◆ Vorliegender Text ◆

Als Jüdin benachteiligt
Doch ihr, die offen ist für Menschen jeglicher Herkunft, jeglichen Standes, schlägt immer wieder antisemitische Ablehnung entgegen – ihre Herkunft aus jüdischem Elternhaus kann sie nicht ablegen.
"Im Jahre 1771 wird Rahel Levin in Berlin geboren: der Vater ein jüdischer Juwelenhändler, wohlhabend, klug und ungebildet, die Mutter ohne eigene Kontur, anlehnungsbedürftig, in ständiger Angst vor der Tyrannei des Mannes, Mutter von fünf Kindern. Das Haus schon fast traditionslos geworden – wenn auch die äusseren Gebräuche noch gehalten werden, noch nicht assimiliert."
So skizziert Hannah Arendt in der ersten, 1933 geschriebenen Fassung ihrer Rahel-Varnhagen Biographie unter der Kapitelüberschrift "Benachteiligtsein" die Herkunft ihrer Protagonistin. Barbara Hahn:
"1933 war das klar, warum sie sich damit beschäftigt. Sie wusste doch damals, dass die deutsch-jüdische Geschichte vorbei ist. Und sie wollte die Geschichte dieses Scheiterns schreiben."
Barbara Hahn hat sich als Germanistin sowohl mit Rahel Varnhagen als auch mit Hannah Arendt intensiv befasst. Unlängst ist der zweite Band der von ihr herausgegebenen kritischen Gesamtausgabe der Werke Hannah Arendts erschienen, der die intensive Beschäftigung der politischen Philosophin mit der romantischen Schriftstellerin akribisch dokumentiert.
"Sie wollte die Geschichte dieser gescheiterten Assimilation und als Beispiel oder beispielhaft erklärt an Rachel Levin Varnhagen und später hat sich das dann umgedreht. Aber das Interesse ist dieses politische Interesse daran, also der Versuch zu erklären, warum die Geschichte der Assimilation in Deutschland gescheitert ist ... Na, die These ist, dass man in einer Gesellschaft, die antisemitisch strukturiert ist, dass, wenn man sich assimiliert, sich an den Antisemitismus assimiliert. Und umgekehrt sagt sie, in Deutschland gab es nie Raum für assimilierte Juden – die waren immer die anderen und die ausgeschlossenen, das ist die These – eine traurige These."

(Einträge zur Grenzannotation)
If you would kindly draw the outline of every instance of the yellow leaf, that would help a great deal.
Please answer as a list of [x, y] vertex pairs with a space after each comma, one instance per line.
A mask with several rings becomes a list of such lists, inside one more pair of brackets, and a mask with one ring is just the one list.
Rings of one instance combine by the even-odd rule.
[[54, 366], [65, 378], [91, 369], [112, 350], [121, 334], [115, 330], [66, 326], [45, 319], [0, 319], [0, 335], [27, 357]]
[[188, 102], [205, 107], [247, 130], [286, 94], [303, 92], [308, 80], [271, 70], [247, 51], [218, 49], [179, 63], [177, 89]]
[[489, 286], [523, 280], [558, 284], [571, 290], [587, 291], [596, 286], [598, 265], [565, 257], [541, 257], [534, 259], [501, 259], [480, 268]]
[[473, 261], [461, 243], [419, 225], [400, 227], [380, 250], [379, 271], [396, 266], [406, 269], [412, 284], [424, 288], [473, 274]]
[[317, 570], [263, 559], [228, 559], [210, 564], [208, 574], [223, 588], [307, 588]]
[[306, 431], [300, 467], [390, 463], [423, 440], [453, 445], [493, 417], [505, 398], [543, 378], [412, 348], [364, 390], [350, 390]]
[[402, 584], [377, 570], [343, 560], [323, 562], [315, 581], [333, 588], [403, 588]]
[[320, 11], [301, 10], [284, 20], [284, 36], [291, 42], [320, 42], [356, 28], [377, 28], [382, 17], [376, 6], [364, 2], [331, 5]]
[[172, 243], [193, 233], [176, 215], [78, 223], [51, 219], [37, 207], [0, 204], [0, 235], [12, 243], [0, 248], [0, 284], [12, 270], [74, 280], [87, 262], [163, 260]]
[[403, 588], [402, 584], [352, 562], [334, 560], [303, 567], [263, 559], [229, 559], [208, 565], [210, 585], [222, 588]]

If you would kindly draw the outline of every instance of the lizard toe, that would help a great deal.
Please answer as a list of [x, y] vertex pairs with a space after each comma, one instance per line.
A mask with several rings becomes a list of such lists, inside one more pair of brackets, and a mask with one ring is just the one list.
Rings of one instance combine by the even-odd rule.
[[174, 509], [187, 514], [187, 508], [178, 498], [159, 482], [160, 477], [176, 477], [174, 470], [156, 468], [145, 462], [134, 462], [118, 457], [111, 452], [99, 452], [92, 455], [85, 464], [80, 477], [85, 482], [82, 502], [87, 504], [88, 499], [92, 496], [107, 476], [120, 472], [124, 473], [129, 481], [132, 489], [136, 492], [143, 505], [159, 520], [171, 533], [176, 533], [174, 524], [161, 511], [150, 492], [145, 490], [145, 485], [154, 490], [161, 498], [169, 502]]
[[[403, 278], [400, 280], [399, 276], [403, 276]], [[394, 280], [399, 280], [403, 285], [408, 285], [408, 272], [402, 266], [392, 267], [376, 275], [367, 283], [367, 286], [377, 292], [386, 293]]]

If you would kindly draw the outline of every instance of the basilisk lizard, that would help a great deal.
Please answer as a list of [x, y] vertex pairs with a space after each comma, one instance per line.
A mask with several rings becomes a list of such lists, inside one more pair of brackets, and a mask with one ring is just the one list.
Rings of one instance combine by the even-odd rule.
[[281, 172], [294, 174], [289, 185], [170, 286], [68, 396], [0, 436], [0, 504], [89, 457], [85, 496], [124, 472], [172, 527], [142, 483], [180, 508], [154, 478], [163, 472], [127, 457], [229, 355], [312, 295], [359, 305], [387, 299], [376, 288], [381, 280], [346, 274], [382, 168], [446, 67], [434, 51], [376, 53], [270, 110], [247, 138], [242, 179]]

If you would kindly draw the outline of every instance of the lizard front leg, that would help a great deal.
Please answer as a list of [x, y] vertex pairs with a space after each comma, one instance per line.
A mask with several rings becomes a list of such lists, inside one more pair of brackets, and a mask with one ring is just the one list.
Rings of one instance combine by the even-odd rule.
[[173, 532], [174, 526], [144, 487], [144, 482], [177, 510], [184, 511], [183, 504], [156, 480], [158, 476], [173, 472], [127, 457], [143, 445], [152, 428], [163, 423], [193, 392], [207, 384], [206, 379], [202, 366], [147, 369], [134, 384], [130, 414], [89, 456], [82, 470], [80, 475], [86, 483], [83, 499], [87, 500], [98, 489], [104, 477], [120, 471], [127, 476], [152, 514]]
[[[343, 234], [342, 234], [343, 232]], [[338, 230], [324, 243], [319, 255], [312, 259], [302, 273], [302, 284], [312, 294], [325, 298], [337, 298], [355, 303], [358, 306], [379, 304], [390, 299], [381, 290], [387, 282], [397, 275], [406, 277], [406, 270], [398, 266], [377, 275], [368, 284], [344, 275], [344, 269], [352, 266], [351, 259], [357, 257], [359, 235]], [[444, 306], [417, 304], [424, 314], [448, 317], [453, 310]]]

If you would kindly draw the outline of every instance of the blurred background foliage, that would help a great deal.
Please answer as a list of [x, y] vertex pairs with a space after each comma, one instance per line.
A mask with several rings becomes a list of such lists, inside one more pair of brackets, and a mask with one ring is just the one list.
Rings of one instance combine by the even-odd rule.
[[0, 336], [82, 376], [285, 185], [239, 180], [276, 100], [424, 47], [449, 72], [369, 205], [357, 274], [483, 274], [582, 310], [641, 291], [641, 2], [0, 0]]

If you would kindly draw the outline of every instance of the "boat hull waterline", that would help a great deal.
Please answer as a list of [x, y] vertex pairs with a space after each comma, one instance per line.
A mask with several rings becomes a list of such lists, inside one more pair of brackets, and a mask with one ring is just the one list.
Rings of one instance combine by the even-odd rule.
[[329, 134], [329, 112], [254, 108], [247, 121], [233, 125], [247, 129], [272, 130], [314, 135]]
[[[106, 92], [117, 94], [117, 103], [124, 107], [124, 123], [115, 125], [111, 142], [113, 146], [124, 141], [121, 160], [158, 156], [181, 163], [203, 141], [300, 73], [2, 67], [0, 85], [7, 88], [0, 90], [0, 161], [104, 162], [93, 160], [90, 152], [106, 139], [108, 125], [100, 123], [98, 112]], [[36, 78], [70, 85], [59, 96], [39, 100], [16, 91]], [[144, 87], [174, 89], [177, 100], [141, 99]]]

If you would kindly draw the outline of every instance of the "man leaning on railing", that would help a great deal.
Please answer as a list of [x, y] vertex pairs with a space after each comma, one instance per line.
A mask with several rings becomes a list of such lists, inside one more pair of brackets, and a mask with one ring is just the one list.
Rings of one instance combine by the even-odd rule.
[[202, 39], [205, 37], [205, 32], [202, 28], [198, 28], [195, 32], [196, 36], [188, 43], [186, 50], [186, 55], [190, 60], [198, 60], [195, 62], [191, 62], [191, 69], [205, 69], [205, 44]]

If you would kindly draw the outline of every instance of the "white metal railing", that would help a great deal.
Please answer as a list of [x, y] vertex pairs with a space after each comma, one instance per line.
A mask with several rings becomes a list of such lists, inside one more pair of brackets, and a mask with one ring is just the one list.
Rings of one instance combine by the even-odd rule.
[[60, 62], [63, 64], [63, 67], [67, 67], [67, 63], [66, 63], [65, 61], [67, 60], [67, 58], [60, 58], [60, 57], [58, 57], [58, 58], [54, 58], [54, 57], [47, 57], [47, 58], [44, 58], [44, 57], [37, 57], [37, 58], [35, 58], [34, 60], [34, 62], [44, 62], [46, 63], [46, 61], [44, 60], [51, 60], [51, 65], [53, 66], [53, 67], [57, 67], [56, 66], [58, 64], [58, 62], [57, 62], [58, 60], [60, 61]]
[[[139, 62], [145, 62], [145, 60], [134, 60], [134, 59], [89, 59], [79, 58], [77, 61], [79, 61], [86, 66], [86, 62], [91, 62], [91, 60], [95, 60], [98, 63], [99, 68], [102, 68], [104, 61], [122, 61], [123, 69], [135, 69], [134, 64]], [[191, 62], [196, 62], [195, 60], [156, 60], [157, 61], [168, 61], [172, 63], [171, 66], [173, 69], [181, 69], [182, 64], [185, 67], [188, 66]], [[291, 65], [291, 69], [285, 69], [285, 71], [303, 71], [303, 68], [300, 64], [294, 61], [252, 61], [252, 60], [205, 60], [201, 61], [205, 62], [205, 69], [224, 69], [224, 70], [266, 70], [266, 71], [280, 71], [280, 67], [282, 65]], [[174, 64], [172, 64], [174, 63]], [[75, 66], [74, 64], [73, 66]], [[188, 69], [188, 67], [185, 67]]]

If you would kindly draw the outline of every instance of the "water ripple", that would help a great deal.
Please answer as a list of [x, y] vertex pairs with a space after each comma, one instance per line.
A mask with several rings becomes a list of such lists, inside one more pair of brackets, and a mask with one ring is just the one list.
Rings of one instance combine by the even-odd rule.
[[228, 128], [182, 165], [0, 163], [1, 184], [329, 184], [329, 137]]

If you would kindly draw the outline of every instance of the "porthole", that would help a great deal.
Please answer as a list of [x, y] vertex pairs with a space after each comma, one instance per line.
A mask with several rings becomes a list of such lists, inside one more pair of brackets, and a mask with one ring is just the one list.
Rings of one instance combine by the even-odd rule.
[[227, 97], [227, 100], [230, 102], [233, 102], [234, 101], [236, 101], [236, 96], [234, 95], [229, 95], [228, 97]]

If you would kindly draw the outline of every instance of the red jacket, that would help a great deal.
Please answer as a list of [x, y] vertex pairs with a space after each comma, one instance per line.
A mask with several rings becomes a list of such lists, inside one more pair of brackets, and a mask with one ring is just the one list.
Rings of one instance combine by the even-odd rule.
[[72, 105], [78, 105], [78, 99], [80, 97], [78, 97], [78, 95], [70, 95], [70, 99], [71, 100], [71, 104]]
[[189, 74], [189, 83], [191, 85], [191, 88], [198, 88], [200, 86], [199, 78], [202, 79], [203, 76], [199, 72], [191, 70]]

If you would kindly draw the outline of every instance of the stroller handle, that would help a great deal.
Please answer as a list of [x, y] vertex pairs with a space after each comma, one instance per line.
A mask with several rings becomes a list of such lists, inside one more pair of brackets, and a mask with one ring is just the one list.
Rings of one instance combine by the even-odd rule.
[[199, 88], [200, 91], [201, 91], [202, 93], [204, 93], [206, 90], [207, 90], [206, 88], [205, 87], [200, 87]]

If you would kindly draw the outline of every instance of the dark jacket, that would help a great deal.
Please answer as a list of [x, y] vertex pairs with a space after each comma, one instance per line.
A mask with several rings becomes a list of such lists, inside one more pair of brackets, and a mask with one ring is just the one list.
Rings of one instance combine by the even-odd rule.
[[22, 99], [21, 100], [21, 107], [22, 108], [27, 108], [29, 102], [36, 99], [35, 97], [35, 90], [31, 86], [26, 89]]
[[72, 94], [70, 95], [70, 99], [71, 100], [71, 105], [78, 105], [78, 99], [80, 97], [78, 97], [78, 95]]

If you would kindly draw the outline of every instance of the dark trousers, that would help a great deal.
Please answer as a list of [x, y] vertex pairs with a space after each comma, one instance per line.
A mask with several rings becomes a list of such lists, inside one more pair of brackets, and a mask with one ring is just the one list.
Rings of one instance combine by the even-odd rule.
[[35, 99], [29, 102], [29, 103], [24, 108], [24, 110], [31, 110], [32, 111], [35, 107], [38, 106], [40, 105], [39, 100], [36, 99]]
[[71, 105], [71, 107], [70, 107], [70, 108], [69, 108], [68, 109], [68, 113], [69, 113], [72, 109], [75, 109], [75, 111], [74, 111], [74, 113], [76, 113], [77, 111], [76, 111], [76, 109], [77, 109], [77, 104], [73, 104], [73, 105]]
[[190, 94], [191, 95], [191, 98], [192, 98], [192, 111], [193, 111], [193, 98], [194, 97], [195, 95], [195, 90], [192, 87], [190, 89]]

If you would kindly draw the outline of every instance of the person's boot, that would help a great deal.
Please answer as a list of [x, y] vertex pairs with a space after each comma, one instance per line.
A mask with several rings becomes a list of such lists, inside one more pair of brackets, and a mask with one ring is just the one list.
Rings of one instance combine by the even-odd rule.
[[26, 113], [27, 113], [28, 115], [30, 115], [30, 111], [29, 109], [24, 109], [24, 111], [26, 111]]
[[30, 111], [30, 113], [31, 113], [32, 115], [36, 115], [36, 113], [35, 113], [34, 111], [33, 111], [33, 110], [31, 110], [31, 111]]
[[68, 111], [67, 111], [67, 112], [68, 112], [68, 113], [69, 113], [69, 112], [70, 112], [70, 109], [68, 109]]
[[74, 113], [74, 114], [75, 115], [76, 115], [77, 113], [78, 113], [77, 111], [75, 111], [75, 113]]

◆ Aufgaben ◆
A – Kopiere aus dem Text über Rahel Varnhagen und Hannah Arendt wörtlich den Abschnitt von "Als Jüdin benachteiligt" bis einschließlich "sie nicht ablegen.".
B – Aus welchem Grund befasste sich Hannah Arendt nach Barbara Hahn im Jahr 1933 mit Rahel Varnhagen? Antworte im Text über Rahel Varnhagen und Hannah Arendt nachprüfbar in ein bis zwei Sätzen.
C – Zähle alle Angaben auf, mit denen der Text über Rahel Varnhagen und Hannah Arendt den Vater von Rahel Levin beschreibt.

◆ Erwartete Antworten ◆
A –
Als Jüdin benachteiligt
Doch ihr, die offen ist für Menschen jeglicher Herkunft, jeglichen Standes, schlägt immer wieder antisemitische Ablehnung entgegen – ihre Herkunft aus jüdischem Elternhaus kann sie nicht ablegen.

B – Nach Barbara Hahn wusste Arendt 1933, dass die deutsch-jüdische Geschichte vorbei war. Deshalb wollte sie die Geschichte dieses Scheiterns schreiben, also die der gescheiterten Assimilation.

C –
- jüdischer Juwelenhändler
- wohlhabend
- klug
- ungebildet